>> BEGIN THE DATA

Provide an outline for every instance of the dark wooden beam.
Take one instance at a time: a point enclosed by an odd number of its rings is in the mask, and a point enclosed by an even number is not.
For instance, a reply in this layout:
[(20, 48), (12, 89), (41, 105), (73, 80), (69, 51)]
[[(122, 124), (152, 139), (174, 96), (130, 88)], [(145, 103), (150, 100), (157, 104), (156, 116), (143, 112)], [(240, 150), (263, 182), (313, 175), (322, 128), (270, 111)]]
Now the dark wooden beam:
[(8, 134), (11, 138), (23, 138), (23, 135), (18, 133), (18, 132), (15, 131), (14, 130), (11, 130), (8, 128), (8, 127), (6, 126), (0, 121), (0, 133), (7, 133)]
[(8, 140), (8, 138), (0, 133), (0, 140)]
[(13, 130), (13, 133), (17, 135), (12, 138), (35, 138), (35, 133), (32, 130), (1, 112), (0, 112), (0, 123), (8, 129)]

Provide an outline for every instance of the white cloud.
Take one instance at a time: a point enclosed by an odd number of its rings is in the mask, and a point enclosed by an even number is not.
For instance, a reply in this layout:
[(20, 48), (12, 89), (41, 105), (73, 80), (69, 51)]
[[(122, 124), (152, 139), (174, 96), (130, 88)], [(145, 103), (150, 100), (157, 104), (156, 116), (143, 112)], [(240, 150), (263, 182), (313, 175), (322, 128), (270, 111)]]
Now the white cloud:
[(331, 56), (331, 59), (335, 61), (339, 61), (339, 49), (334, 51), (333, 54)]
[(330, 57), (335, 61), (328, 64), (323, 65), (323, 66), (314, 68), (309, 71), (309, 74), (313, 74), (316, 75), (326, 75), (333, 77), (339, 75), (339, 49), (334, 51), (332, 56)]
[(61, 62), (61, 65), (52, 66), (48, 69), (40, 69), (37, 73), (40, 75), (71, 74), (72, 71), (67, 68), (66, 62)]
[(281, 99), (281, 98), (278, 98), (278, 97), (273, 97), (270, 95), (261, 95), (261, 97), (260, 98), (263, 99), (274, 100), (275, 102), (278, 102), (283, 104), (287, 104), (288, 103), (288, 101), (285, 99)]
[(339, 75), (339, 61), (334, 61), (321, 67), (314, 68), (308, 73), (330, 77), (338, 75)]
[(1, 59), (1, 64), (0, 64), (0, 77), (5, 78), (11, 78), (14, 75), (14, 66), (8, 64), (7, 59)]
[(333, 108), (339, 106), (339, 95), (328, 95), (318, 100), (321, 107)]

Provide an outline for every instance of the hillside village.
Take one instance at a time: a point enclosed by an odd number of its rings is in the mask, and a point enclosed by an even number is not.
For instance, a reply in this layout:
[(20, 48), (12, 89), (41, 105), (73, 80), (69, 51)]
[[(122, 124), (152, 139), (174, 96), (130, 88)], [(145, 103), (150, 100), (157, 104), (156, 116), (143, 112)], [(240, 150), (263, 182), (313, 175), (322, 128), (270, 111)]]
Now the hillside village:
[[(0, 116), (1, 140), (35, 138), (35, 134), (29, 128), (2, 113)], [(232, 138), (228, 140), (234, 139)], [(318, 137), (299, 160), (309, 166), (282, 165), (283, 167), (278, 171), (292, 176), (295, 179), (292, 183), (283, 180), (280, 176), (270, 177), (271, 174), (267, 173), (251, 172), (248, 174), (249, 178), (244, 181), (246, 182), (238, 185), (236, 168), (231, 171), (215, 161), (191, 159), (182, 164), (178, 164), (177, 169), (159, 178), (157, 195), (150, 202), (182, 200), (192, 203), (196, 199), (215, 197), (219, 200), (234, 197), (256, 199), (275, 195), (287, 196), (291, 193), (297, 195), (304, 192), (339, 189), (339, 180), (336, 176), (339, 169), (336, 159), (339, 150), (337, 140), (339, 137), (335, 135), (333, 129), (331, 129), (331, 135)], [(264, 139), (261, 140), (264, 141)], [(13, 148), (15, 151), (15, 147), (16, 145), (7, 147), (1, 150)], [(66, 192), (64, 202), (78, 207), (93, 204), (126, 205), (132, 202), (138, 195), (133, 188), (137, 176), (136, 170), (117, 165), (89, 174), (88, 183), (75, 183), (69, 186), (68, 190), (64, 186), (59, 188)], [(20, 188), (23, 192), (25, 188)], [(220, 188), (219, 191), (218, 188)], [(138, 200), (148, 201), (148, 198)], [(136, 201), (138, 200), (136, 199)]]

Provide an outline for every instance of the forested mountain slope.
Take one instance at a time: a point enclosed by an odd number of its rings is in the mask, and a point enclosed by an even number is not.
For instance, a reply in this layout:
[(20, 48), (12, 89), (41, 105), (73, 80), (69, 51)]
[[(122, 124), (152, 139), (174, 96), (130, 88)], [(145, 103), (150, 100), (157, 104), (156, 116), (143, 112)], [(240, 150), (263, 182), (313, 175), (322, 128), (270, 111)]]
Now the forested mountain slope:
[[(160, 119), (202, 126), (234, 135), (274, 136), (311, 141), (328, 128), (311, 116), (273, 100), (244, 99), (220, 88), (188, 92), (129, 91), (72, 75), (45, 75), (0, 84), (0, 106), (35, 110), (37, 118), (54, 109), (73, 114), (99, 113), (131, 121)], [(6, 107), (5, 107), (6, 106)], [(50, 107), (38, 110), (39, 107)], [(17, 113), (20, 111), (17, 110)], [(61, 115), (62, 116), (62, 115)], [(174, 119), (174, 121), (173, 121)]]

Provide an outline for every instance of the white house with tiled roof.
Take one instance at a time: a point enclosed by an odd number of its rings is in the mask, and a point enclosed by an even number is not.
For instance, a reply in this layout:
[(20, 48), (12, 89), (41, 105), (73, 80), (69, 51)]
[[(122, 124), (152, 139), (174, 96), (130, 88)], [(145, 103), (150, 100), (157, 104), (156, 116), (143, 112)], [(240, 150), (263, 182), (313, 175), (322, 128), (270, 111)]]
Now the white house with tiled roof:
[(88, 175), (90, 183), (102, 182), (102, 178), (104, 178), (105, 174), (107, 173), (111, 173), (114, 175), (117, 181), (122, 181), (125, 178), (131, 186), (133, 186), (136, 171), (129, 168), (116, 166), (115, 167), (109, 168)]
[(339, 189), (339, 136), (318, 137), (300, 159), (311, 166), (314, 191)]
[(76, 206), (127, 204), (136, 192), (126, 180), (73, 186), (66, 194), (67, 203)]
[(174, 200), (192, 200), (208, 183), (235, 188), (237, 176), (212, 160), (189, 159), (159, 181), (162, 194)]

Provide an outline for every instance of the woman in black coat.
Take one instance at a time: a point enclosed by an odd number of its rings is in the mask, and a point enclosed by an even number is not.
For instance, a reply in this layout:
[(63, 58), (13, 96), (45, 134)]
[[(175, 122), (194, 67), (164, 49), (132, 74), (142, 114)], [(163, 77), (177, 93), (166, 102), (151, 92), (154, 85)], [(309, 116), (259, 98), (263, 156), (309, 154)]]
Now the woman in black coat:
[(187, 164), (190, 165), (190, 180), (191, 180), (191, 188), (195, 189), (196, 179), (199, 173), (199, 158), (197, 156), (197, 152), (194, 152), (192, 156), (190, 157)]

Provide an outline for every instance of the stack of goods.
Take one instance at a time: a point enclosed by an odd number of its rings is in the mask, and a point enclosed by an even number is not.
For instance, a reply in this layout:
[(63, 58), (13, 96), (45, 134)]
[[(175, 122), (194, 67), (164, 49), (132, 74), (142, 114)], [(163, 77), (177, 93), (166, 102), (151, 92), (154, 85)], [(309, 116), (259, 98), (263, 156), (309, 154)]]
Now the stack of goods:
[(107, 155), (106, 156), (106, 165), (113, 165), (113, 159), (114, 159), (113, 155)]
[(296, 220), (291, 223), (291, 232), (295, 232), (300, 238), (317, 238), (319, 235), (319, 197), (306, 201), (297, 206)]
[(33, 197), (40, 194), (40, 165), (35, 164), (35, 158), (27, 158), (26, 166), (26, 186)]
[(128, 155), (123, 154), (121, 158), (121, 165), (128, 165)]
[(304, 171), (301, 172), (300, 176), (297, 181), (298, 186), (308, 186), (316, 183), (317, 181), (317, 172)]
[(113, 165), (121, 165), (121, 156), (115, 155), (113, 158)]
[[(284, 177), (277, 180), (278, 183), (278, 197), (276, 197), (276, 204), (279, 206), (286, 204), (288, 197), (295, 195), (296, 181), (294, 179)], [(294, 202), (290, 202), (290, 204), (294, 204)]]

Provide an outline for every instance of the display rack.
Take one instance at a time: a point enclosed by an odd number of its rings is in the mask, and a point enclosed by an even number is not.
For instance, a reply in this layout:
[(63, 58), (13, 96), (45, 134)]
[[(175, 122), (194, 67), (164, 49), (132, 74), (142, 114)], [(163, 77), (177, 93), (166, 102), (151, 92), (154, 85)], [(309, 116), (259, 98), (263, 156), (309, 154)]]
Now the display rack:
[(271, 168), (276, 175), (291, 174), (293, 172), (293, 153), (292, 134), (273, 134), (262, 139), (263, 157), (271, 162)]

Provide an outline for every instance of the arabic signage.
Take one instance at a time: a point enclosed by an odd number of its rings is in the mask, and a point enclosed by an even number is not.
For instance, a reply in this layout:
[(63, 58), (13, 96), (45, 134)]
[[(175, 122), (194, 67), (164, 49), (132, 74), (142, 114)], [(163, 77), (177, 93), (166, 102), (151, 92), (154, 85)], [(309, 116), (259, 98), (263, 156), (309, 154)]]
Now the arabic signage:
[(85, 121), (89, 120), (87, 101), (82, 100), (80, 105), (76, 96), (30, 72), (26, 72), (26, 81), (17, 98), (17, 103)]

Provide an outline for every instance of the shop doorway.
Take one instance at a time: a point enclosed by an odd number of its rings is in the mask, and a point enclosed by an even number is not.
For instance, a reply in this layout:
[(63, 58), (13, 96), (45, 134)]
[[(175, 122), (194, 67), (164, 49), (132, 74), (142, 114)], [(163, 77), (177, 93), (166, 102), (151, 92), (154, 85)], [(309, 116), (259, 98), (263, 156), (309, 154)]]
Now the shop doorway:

>> END THE DATA

▶ [WORK TO COMPLETE]
Output the lines of the records exactly as they stand, from the line containing "Provide an outline for every instance of the white house" through the line containing "167), (109, 168)]", both included.

▶ [ANSWER TO THIS PROBLEM]
Provide an outline for every instance of the white house with tiled roof.
Take one instance at a time: a point enclosed by an odd number of its rings is in the mask, and a point enclosed by an even number is not.
For instance, a reply in this layout:
[(20, 48), (12, 89), (41, 105), (73, 80), (69, 51)]
[[(122, 124), (152, 139), (174, 96), (130, 88)], [(145, 103), (150, 100), (157, 104), (156, 116), (143, 112)], [(240, 150), (263, 182), (313, 175), (322, 128), (270, 111)]]
Now the white house with tiled roof:
[(88, 175), (90, 183), (102, 182), (102, 178), (104, 178), (105, 174), (107, 173), (111, 173), (114, 175), (117, 181), (122, 181), (125, 178), (131, 186), (133, 186), (136, 171), (129, 168), (116, 166), (115, 167), (109, 168)]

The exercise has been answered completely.